┌─ Alıntı Metin

19 Mayıs 2019 Pazar

Adalet ve Taraftarlık


Sevgili dostlar, bundan sonra her hafta pazartesi günü, bir önceki haftaya ilişkin politik sorunlarla ilgili değerlendirmelerimi bu sayfada sizlerle paylaşmaya çalışacağım. Bir ülkede gelişmenin önündeki en büyük engelin ifade özgürlüğü üzerindeki kısıtlamalar olduğunu düşünüyorum. Bu sorunu, kötülüklerin içerisinde ilk günah gibi düşünebiliriz. İfade özgürlüğü önündeki engellerle mücadele etmenin ilk adımı, açık olan iletişim kanallarından kendini ifade etmeye çalışmaktır. Benim buradaki çabalarımın da böyle algılanması en büyük dileğimdir.
            Ülkemizde gündem o kadar hızlı değişiyor ki; bazen birkaç saatlik zaman dilimi bile birçok farklı politik gelişmeyi içine alabiliyor. Benim amacım daha çok bir haftalık süreçte en çok tartışılan konularda kendi politik değerlendirmelerimi sizlere aktarmak ve değerli yorumlarınızı almak. Aslında ilk gün için yazmayı düşündüğüm konular çok farklıydı ama bir konudaki rahatsızlığım, bugün yazacağım yazıda ele alacağım konuyu diğerlerinin önüne geçirdi. Bu konu, futbol takımları arasında yapılan bir karşılaşma sonrası bir takımın şampiyon olması ve ardından sosyal medyada yaşanan sevinç gösterilerinin bende yarattığı rahatsızlıktı. Rahatsızlığım kimin şampiyon olduğu ile ilgili değil, şampiyonluğun toplumda nasıl algılandığından kaynaklanıyordu.  
            Felsefesi olmayan her şey beni korkutur. Felsefeyi her şeyin “1” çarpanı olarak görürüm. Eğer felsefe yoksa çarpan “0”dır. Yani felsefe olmadan inancınız da, ideolojiniz de, yaşantınız da çarpma işlemindeki yutan elemanın gazabına uğramaya mahkûmdur. Felsefeden yoksunsanız, bilim sizin için taraftarlığını yaptığınız dogmalardan ibarettir. Eğer siz taraftar olursanız, artık düşünme kanallarınız, sizin için bunları belirleyenlerin çizdiği sınırlardan öteye geçemez. Bu karanlık kanalların içerisinde kavramlar defalarca yeniden tanımlanır. Size sadece yeni yapılan tanımı kabul etmek düşer. Bu aynı zamanda bilincin yitimidir. Aidiyet kavramı buradaki taraftar tanımlamamın içeriğinden farklıdır. Kendinizi bir dine ait kabul edersiniz ama eğer bilincinizi yitirmediyseniz, o din adına yapılan kötülükleri asla benimsemezsiniz. Bir futbol takımını tutarsınız ama sizin takımınız lehine yapılan bir adaletsizliği asla içinize sindiremezsiniz.

└─
┌─ Veri Bloğu

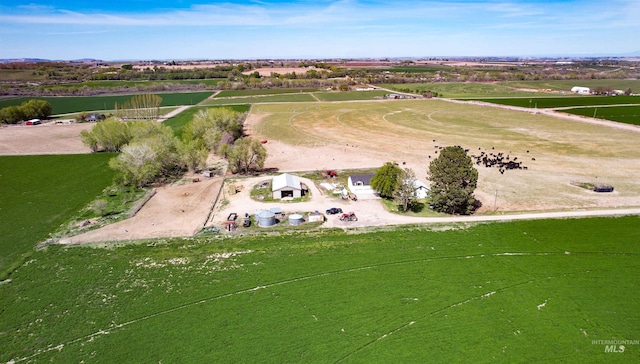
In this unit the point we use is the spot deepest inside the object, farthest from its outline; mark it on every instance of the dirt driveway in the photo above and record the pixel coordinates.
(174, 211)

└─

Alıştırmalar:
1. Adalet ve Taraftarlık yazısına göre felsefe olmadan gazaba uğramaya mahkûm olan üç şeyi sıralayın.
2. Adalet ve Taraftarlık yazısında "19 Mayıs 2019" ifadesinden "en büyük dileğimdir." ifadesine kadar olan bölümü aynen kopyalayın.
3. Adalet ve Taraftarlık yazısında yazar, değerlendirmelerini haftanın hangi günü paylaşacağını söylüyor?
Veriler, metinden bağımsız ayrı bir malzemedir.

Görev Yanıtları:
1. İnanç, ideoloji, yaşantı

2.
19 Mayıs 2019 Pazar

Adalet ve Taraftarlık


Sevgili dostlar, bundan sonra her hafta pazartesi günü, bir önceki haftaya ilişkin politik sorunlarla ilgili değerlendirmelerimi bu sayfada sizlerle paylaşmaya çalışacağım. Bir ülkede gelişmenin önündeki en büyük engelin ifade özgürlüğü üzerindeki kısıtlamalar olduğunu düşünüyorum. Bu sorunu, kötülüklerin içerisinde ilk günah gibi düşünebiliriz. İfade özgürlüğü önündeki engellerle mücadele etmenin ilk adımı, açık olan iletişim kanallarından kendini ifade etmeye çalışmaktır. Benim buradaki çabalarımın da böyle algılanması en büyük dileğimdir.

3. Her hafta pazartesi günü.